>>>>
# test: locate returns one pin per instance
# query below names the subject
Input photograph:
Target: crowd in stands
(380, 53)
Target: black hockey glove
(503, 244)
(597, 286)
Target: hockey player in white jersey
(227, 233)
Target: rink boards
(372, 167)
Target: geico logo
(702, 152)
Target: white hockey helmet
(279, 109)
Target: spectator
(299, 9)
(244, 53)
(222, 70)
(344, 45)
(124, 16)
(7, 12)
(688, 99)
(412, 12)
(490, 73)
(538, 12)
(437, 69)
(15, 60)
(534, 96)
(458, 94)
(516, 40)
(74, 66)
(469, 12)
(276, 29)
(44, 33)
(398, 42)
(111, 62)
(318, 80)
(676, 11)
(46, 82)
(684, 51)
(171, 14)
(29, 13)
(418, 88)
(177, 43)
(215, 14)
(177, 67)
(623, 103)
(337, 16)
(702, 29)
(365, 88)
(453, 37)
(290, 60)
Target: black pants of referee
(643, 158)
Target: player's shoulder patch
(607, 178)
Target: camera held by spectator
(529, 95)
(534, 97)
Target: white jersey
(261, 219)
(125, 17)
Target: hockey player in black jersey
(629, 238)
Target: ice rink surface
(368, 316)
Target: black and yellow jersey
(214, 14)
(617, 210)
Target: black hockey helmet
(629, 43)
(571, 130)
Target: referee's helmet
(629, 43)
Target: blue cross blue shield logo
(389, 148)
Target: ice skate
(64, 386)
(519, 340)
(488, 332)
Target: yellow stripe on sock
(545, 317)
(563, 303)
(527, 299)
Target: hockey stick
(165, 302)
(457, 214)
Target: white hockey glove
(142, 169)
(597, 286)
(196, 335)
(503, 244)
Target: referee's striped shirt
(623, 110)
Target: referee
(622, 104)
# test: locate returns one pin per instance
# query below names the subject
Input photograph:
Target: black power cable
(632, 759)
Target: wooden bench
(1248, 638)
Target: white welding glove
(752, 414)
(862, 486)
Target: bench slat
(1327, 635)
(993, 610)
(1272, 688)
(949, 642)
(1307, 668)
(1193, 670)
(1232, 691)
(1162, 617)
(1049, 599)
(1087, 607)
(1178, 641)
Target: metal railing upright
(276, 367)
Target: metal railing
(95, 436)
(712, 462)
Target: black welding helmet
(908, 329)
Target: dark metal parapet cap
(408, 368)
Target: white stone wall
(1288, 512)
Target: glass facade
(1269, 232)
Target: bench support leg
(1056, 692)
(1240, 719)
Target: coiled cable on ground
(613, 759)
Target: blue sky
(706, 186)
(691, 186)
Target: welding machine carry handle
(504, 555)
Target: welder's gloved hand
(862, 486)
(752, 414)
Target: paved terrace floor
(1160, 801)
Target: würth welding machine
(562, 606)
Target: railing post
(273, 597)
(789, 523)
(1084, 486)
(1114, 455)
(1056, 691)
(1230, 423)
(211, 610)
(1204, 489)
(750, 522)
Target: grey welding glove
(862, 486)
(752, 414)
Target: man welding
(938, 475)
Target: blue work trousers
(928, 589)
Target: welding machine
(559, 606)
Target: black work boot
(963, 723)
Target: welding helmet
<<<<
## Required work
Convert every line of the records above into a numbered list, leaving out any blank lines.

## Exercise response
1. # test: locate returns one pin per instance
2. # query below names the subject
3. Input photograph:
4. Target: crowd in stands
5. (380, 53)
6. Target: black hockey glove
7. (503, 244)
8. (597, 286)
9. Target: hockey player in white jersey
10. (227, 233)
11. Target: rink boards
12. (372, 167)
13. Target: geico logo
14. (702, 152)
15. Target: white hockey helmet
16. (279, 109)
17. Target: spectator
18. (299, 9)
19. (244, 53)
20. (222, 70)
21. (344, 45)
22. (124, 16)
23. (7, 12)
24. (688, 99)
25. (412, 12)
26. (490, 73)
27. (538, 12)
28. (437, 69)
29. (15, 60)
30. (534, 96)
31. (458, 94)
32. (516, 40)
33. (74, 66)
34. (469, 12)
35. (276, 29)
36. (44, 33)
37. (398, 42)
38. (111, 62)
39. (318, 80)
40. (676, 11)
41. (46, 82)
42. (684, 51)
43. (171, 14)
44. (29, 13)
45. (418, 88)
46. (177, 43)
47. (215, 14)
48. (177, 67)
49. (623, 103)
50. (337, 16)
51. (702, 29)
52. (365, 88)
53. (453, 37)
54. (290, 60)
55. Target: black pants of referee
56. (643, 158)
57. Target: player's shoulder patch
58. (607, 178)
59. Target: camera held by spectator
60. (529, 95)
61. (534, 97)
62. Target: white jersey
63. (261, 219)
64. (125, 17)
65. Target: hockey player in black jersey
66. (629, 238)
67. Target: ice rink surface
68. (368, 316)
69. Target: black and yellow jersey
70. (214, 14)
71. (617, 210)
72. Target: black hockey helmet
73. (629, 43)
74. (571, 130)
75. Target: referee's helmet
76. (629, 43)
77. Target: blue cross blue shield logo
78. (389, 148)
79. Target: ice skate
80. (64, 386)
81. (519, 340)
82. (488, 332)
83. Target: yellow stripe on sock
84. (545, 317)
85. (563, 303)
86. (527, 299)
87. Target: hockey stick
88. (165, 302)
89. (457, 214)
90. Target: white hockey glove
91. (142, 169)
92. (597, 286)
93. (196, 335)
94. (503, 244)
95. Target: referee's striped shirt
96. (623, 110)
97. Target: referee
98. (622, 104)
99. # test: locate returns one pin per instance
100. # query below names the subject
101. Input photograph:
102. Target: black power cable
103. (632, 759)
104. Target: wooden bench
105. (1248, 638)
106. Target: white welding glove
107. (752, 414)
108. (862, 486)
109. Target: bench slat
110. (1327, 635)
111. (993, 610)
112. (1272, 688)
113. (949, 642)
114. (1307, 668)
115. (1193, 670)
116. (1232, 691)
117. (1162, 617)
118. (1049, 599)
119. (1087, 607)
120. (1178, 641)
121. Target: metal railing upright
122. (276, 367)
123. Target: metal railing
124. (95, 436)
125. (712, 462)
126. Target: black welding helmet
127. (908, 329)
128. Target: dark metal parapet cap
129. (408, 368)
130. Target: white stone wall
131. (1288, 512)
132. Target: glass facade
133. (1269, 232)
134. Target: bench support leg
135. (1056, 692)
136. (1240, 719)
137. Target: coiled cable on ground
138. (613, 759)
139. Target: blue sky
140. (706, 186)
141. (691, 186)
142. Target: welding machine carry handle
143. (504, 555)
144. Target: welder's gloved hand
145. (862, 486)
146. (752, 414)
147. Target: paved terrace floor
148. (1160, 801)
149. Target: würth welding machine
150. (562, 606)
151. Target: railing post
152. (273, 597)
153. (789, 523)
154. (1084, 486)
155. (1114, 455)
156. (1056, 691)
157. (1230, 423)
158. (211, 610)
159. (1204, 489)
160. (750, 522)
161. Target: grey welding glove
162. (862, 486)
163. (752, 414)
164. Target: man welding
165. (938, 475)
166. Target: blue work trousers
167. (928, 589)
168. Target: welding machine
169. (559, 606)
170. Target: black work boot
171. (963, 723)
172. Target: welding helmet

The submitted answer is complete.